> _What needs to be done_
Pick out each line in the rows below that contains the string "surface" with the same capitalization, and copy those lines.

> _Listed entries_
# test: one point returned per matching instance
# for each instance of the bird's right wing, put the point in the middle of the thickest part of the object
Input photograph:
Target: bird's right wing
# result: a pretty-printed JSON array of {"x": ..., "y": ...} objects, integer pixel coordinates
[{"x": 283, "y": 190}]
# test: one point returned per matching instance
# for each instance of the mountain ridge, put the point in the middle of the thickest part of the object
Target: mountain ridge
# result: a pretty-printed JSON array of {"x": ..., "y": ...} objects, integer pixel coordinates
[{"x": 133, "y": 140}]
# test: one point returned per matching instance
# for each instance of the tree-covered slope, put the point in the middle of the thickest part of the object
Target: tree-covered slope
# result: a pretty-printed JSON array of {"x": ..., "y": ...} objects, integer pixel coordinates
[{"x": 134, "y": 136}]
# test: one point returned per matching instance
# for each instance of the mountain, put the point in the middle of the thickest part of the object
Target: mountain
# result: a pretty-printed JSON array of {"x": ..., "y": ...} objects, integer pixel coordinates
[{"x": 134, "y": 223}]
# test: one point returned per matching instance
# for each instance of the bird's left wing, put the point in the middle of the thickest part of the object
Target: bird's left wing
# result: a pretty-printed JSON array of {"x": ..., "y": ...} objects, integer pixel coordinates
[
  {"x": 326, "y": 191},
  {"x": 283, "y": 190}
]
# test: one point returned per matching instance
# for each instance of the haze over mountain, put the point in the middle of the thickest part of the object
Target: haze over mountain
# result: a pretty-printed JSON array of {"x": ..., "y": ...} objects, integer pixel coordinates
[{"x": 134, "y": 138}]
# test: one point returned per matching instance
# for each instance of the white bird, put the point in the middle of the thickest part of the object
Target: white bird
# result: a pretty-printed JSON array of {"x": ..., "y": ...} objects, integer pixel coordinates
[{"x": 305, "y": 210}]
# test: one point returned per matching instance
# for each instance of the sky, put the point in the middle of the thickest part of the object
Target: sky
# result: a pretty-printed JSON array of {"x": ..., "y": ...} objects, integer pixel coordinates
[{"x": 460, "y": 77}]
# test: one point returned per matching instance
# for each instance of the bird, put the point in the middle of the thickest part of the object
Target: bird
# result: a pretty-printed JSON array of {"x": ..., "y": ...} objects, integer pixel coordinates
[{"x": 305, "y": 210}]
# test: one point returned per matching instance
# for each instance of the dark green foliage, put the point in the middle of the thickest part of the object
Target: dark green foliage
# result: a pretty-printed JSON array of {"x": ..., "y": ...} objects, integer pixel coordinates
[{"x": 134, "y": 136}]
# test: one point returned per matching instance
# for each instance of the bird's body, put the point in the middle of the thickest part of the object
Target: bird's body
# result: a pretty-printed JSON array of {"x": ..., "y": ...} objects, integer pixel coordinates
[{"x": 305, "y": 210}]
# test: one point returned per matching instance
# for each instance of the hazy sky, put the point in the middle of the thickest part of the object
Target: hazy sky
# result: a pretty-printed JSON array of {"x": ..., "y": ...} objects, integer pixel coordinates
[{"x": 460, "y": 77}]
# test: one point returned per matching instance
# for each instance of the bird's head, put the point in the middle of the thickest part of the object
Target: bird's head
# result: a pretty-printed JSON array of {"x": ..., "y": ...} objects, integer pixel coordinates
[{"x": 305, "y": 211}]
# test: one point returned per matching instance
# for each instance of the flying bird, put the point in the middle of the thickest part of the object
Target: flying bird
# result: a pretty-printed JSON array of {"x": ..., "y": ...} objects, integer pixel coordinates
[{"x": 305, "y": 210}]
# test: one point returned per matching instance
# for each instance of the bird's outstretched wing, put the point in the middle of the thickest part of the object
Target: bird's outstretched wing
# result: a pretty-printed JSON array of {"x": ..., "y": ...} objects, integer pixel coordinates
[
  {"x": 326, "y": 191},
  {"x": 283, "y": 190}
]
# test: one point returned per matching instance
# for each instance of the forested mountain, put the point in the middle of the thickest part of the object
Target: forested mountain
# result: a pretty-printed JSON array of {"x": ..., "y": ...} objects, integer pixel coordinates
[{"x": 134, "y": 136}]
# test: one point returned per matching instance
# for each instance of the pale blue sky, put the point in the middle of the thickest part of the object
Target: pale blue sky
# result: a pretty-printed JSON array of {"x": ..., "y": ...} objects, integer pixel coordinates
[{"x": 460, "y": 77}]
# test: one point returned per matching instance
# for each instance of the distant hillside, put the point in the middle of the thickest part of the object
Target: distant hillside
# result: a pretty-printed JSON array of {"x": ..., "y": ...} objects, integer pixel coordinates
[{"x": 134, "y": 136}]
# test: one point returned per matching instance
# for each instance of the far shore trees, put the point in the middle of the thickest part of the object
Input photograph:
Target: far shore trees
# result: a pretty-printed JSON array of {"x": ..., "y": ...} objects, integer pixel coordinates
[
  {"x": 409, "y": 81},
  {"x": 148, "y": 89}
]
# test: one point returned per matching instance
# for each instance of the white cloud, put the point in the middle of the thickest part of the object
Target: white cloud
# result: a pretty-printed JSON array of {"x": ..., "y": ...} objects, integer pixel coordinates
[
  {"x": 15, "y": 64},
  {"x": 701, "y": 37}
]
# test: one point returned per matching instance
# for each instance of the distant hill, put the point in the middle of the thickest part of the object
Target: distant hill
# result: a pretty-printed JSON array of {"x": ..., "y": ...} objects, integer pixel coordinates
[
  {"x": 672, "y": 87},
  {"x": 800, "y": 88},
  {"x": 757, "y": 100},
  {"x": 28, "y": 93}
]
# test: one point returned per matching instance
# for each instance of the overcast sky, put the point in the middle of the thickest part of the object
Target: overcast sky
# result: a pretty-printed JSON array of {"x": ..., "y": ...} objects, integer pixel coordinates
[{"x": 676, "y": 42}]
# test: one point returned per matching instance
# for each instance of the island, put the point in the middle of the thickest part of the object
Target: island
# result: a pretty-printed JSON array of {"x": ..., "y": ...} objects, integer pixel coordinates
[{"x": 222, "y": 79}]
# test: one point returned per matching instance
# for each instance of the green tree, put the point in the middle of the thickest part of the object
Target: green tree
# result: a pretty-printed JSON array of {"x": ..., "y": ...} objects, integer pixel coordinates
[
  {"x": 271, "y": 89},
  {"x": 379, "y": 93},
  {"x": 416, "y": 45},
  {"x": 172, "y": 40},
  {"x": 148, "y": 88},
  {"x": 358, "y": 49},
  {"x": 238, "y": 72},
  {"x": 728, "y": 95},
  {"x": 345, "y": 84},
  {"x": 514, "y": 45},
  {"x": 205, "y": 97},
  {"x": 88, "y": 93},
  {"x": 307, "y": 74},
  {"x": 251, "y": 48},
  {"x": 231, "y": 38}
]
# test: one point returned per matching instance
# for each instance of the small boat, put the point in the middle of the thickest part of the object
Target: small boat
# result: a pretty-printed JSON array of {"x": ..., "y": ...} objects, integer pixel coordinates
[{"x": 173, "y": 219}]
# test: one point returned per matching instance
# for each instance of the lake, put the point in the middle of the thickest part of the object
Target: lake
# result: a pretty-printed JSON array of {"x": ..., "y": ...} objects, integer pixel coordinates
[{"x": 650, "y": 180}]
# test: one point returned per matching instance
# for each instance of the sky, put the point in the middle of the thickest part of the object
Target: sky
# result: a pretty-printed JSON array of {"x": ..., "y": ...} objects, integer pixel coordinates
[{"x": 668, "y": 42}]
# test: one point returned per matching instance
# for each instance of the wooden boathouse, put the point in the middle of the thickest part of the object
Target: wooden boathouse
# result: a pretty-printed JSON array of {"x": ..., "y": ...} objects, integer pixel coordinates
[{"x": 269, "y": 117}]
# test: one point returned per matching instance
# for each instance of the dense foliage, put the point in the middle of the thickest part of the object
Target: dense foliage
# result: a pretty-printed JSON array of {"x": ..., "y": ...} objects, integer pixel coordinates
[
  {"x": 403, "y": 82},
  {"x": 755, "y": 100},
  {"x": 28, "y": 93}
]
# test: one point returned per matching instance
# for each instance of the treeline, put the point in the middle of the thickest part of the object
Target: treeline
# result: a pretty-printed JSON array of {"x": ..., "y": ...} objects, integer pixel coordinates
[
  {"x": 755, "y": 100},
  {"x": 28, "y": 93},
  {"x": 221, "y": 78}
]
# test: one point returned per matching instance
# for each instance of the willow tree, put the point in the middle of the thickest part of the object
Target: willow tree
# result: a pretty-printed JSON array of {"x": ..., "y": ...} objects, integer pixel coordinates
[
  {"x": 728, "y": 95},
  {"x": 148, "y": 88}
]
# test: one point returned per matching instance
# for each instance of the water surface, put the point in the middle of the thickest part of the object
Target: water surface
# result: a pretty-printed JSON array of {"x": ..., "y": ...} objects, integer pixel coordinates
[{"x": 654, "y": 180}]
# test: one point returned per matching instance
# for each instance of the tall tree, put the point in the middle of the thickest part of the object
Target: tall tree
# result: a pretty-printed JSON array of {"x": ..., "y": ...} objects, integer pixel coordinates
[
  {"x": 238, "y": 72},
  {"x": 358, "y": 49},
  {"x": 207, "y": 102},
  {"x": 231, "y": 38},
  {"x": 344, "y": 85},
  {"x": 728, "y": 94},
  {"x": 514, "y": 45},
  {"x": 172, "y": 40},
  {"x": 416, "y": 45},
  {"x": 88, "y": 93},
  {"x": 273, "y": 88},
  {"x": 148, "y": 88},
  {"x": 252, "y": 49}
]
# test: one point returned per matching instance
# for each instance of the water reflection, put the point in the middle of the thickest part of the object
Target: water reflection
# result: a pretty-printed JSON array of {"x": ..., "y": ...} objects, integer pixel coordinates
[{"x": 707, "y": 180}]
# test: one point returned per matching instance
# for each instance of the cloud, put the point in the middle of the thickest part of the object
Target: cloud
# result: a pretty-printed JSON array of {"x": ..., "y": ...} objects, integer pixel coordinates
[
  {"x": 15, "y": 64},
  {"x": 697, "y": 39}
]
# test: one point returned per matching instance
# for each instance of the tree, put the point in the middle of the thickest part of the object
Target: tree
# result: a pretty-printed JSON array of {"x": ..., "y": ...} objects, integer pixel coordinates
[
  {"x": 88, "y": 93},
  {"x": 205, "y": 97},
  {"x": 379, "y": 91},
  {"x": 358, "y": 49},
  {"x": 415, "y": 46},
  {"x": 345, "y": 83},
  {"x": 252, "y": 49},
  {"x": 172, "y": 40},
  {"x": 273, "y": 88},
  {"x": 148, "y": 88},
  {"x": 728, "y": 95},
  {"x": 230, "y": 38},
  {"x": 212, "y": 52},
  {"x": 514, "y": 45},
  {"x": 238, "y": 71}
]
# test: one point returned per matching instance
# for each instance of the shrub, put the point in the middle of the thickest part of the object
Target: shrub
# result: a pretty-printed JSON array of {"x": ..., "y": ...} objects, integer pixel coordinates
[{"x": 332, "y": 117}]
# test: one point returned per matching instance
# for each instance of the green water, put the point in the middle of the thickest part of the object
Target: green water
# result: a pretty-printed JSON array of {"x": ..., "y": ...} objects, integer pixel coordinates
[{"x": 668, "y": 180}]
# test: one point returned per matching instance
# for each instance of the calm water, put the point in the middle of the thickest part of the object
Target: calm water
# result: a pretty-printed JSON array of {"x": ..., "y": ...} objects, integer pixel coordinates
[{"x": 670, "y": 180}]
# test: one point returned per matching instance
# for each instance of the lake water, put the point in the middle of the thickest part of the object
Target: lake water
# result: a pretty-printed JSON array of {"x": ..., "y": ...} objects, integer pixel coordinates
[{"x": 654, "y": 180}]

> _The result_
# for each instance of the water surface, put the point in the middle of the thickest part of the object
Target: water surface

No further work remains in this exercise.